STORED RECORDS:

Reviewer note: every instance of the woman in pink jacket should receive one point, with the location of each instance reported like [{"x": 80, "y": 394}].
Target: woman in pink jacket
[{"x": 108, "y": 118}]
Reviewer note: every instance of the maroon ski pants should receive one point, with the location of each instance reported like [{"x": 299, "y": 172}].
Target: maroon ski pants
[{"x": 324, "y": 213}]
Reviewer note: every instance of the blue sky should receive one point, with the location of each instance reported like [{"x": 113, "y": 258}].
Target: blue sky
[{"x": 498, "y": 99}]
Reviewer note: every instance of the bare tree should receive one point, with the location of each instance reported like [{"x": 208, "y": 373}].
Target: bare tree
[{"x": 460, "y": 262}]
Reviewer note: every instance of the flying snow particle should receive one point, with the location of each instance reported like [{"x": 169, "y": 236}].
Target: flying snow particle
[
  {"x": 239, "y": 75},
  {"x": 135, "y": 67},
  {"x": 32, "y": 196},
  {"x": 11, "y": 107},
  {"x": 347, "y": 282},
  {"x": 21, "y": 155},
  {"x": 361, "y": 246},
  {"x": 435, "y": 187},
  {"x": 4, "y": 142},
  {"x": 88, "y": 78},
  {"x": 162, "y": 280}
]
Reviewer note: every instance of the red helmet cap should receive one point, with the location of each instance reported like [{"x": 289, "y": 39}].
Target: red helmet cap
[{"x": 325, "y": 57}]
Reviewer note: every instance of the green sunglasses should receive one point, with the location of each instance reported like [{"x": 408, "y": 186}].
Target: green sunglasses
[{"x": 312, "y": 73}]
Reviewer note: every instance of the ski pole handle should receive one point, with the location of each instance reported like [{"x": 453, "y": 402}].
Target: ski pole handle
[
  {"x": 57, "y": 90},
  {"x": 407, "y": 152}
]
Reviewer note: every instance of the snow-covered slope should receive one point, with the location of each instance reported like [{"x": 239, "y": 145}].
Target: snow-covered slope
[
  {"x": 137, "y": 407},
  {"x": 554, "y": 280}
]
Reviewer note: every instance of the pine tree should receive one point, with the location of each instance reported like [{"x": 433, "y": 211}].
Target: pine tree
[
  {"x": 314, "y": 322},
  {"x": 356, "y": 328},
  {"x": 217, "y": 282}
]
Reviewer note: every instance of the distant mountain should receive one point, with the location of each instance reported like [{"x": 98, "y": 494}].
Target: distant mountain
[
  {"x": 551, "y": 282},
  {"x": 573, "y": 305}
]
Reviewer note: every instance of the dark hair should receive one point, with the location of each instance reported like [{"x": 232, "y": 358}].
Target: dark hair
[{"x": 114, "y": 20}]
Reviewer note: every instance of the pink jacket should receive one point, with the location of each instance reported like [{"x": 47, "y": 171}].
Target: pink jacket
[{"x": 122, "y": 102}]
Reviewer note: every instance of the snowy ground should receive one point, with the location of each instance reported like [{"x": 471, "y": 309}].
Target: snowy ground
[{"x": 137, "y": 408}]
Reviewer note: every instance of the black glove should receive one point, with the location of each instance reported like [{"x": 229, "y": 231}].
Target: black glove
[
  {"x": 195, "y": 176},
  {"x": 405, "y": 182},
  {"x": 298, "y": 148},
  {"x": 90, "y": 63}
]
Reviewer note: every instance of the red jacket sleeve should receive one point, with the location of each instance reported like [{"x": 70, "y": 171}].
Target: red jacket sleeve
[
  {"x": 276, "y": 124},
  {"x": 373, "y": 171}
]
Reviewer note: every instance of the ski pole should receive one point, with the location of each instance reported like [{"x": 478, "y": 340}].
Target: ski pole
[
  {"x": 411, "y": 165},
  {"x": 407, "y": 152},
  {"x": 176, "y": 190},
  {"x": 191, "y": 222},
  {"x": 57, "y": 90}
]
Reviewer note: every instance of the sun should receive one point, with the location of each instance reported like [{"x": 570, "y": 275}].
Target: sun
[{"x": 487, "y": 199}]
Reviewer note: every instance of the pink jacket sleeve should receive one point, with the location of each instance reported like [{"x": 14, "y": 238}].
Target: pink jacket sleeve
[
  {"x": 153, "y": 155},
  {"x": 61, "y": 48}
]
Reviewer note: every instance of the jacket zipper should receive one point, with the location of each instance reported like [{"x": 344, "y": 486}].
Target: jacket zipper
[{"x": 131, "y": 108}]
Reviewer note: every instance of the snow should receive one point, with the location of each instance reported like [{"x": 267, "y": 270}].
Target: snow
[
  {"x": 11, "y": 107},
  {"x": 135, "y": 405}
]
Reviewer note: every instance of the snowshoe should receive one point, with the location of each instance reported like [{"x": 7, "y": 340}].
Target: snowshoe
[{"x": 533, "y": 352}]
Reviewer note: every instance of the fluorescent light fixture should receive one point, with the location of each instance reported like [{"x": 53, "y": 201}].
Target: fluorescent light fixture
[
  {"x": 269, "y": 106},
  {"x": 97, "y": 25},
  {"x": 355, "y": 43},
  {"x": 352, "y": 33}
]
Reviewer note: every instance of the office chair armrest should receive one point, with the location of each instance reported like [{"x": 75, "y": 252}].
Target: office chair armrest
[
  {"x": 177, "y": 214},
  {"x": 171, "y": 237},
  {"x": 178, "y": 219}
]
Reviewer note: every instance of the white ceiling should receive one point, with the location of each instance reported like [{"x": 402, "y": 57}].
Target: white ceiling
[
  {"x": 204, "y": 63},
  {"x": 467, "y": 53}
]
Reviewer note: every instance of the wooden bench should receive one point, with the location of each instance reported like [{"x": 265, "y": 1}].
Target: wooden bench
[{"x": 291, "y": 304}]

TASK DESCRIPTION: Can you put the material into a JSON list of strings, one string per line with blank lines omitted, beginning at the line that has "Reviewer note: every instance of the pink jacket sleeve" and stopping after the last line of the material?

WRITTEN ANSWER:
[
  "Reviewer note: every instance of the pink jacket sleeve should receive one point, with the location of each instance reported like [{\"x\": 14, \"y\": 238}].",
  "Target: pink jacket sleeve",
  "[",
  "  {\"x\": 153, \"y\": 155},",
  "  {\"x\": 61, \"y\": 48}",
  "]",
  "Reviewer note: every instance of the jacket zipper should receive one point, with the location of each instance reported like [{\"x\": 344, \"y\": 486}].",
  "Target: jacket zipper",
  "[{\"x\": 131, \"y\": 108}]",
  "Reviewer note: every instance of the snow should receive one point, with the location of each instance reported like [{\"x\": 267, \"y\": 270}].",
  "Target: snow",
  "[",
  "  {\"x\": 11, \"y\": 107},",
  "  {\"x\": 135, \"y\": 405}",
  "]",
  "Reviewer note: every instance of the snowshoe should receive one point, with the location of each instance reported like [{\"x\": 7, \"y\": 340}].",
  "Target: snowshoe",
  "[{\"x\": 533, \"y\": 352}]",
  "Reviewer note: every instance of the fluorescent light fixture should receive one point, with the location of each instance reported like [{\"x\": 53, \"y\": 201}].",
  "Target: fluorescent light fixture",
  "[",
  "  {\"x\": 269, \"y\": 106},",
  "  {\"x\": 97, \"y\": 25},",
  "  {\"x\": 355, \"y\": 43},",
  "  {\"x\": 352, \"y\": 33}",
  "]",
  "Reviewer note: every instance of the office chair armrest should receive one point, with the location of each instance reported like [{\"x\": 75, \"y\": 252}].",
  "Target: office chair armrest",
  "[",
  "  {\"x\": 177, \"y\": 214},",
  "  {\"x\": 171, \"y\": 237},",
  "  {\"x\": 178, \"y\": 219}",
  "]",
  "Reviewer note: every instance of the white ceiling should receive one point, with the location of each instance reported like [{\"x\": 402, \"y\": 57}].",
  "Target: white ceiling",
  "[",
  "  {\"x\": 204, \"y\": 63},",
  "  {\"x\": 467, \"y\": 53}",
  "]",
  "Reviewer note: every instance of the wooden bench should receive one point, with the location of each instance reported like [{\"x\": 265, \"y\": 1}].",
  "Target: wooden bench",
  "[{\"x\": 291, \"y\": 304}]"
]